*DATA*:
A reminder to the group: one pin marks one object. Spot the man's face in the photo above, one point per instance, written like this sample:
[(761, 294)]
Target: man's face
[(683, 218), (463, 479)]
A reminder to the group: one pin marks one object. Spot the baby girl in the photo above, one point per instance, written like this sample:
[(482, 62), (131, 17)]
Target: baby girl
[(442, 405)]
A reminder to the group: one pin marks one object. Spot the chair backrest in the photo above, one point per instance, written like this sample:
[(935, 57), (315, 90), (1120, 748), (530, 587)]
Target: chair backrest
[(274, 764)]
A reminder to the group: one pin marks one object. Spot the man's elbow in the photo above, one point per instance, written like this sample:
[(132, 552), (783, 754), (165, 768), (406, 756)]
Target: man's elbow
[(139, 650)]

*WHAT TO DO*: Please write out each entry shown above exactly as given.

*REPLY*:
A reminder to the group: one pin marks one object. Spot the man's face in the photo above, one point per instance, written like this sample:
[(761, 294)]
Target: man's face
[(683, 218), (463, 479)]
A reminder to the group: one pin marks one object. Spot the baby girl in the photo above, one point per instance, written like this sample:
[(482, 62), (131, 17)]
Target: baby girl
[(442, 405)]
A reminder to the group: one pin marks one object. Spot the chair backrest in the photo above, one point per instance, written like this sample:
[(935, 57), (315, 90), (1120, 748), (530, 587)]
Target: chair backrest
[(274, 764)]
A reminder to the group: one pin marks one object. Spot the man's elbow in the photo above, one point per instance, written like this sample:
[(132, 552), (783, 754), (165, 768), (406, 756)]
Target: man's elbow
[(139, 650)]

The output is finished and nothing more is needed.